In the text on explaining models and predictions, which metric is given as an example of measuring performance for classification?
Start of Selected extract
18 Explaining Models and Predictions

In Section 1.2, we outlined a taxonomy of models and suggested that models typically are built as one or more of descriptive, inferential, or predictive. We suggested that model performance, as measured by appropriate metrics (like RMSE for regression or area under the ROC curve for classification), can be important for all modeling applications. Similarly, model explanations, answering why a model makes the predictions it does, can be important whether the purpose of your model is largely descriptive, to test a hypothesis, or to make a prediction. Answering the question “why?” allows modeling practitioners to understand which features were important in predictions and even how model predictions would change under different values for the features. This chapter covers how to ask a model why it makes the predictions it does.
End of Selected extract
Start of Data
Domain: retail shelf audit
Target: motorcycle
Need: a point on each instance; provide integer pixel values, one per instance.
End of Data
Answer to the problem: Area under the ROC curve.